Almost half (44%) of all new data centres in the UK are expected to be dedicated to AI workloads over the next five years, new figures suggest, in the latest sign of a surge in the compute demands of the technology.
Britain is expected to massively scale its data centre capabilities, with the prime minister declaring the facilities “critical national infrastructure”, the same designation given to water and energy.
According to a survey of 1,300 data centre network planners from Ciena, demand for data bandwidth in the UK is likely to grow as much as six times over the next five years.
Much of this demand will be driven by AI, which requires huge amounts of data to train models and substantial computational resources to run – a single ChatGPT query is estimated to use 10 times more energy than a Google search.
“AI workloads are reshaping the entire data centre landscape, from infrastructure builds to bandwidth demand,” said Jürgen Hatheier, international CTO at Ciena.
“Historically, network traffic has grown at a rate of 20-30% per year. AI is set to accelerate this growth significantly, meaning operators are rethinking their architectures and planning for how they can meet this demand sustainably.”
The government’s AI Opportunities Action Plan – the flagship AI strategy from the technology department – has advocated a three-pronged approach to scaling the country’s data capacity through a small amount of state-owned facilities, increased investment from private firms and through international compute-sharing agreements.
Research from UKTN found that planning applications for new data centres in England and Wales jumped 40% in 2024.

※ ※ ※

## TASK DESCRIPTION
According to the article on UK data centres, what share of all new data centres in the UK are expected to be dedicated to AI workloads over the next five years? The material that follows has no connection to the article on UK data centres.

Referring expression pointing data
※ ※ ※

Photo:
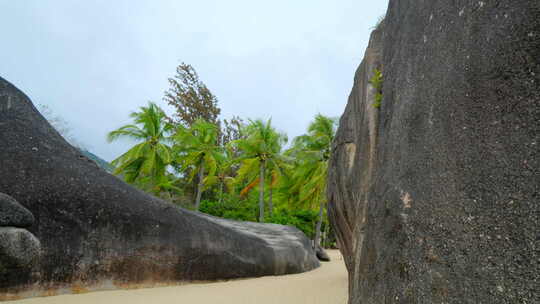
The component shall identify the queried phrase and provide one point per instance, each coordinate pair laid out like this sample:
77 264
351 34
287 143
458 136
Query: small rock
19 249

※ ※ ※

## ANSWER TO THE PROBLEM
44%, or almost half.